◆ WHAT YOU NEED TO DO
The answer should be each line from the entries below that has the word "example" in it.

Top of PROVIDED RECORDS

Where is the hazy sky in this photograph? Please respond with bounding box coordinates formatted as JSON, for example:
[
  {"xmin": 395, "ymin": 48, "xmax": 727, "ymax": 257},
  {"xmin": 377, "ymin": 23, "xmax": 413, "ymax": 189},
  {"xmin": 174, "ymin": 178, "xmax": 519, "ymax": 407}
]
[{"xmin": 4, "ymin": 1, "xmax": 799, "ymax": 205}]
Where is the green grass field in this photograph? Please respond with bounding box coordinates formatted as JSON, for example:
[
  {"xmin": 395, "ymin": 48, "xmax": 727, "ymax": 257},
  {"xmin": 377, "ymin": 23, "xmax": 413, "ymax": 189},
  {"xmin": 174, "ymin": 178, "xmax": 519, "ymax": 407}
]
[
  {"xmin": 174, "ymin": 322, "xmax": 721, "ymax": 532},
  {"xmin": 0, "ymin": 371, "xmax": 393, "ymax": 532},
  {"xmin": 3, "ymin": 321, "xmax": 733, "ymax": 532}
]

Bottom of PROVIDED RECORDS
Top of PROVIDED RECORDS

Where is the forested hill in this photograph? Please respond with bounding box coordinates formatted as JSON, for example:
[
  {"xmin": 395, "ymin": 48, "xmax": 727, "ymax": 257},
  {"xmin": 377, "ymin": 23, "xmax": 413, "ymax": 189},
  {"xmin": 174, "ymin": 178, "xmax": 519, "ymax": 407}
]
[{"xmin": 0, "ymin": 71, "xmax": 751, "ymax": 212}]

Bottom of PROVIDED RECORDS
Top of PROVIDED RECORDS

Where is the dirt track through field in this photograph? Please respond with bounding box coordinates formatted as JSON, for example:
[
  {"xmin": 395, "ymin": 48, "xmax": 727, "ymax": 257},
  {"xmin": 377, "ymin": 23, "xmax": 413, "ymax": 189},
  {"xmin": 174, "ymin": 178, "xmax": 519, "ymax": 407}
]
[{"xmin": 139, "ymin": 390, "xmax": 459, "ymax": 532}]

Bottom of PROVIDED RECORDS

◆ RESPONSE TO THE EXERCISE
Where is the hazy sky in this photograph? Please respond with bounding box coordinates formatted as JSON, for example:
Where is the green grass field in this photograph? Please respond with bounding box coordinates formatted as JSON, for example:
Where is the forested hill in this photograph? Please respond with bounding box coordinates formatted as JSON, for example:
Where is the dirt track through field in this photograph? Please respond with bounding box coordinates formatted as JSON, for example:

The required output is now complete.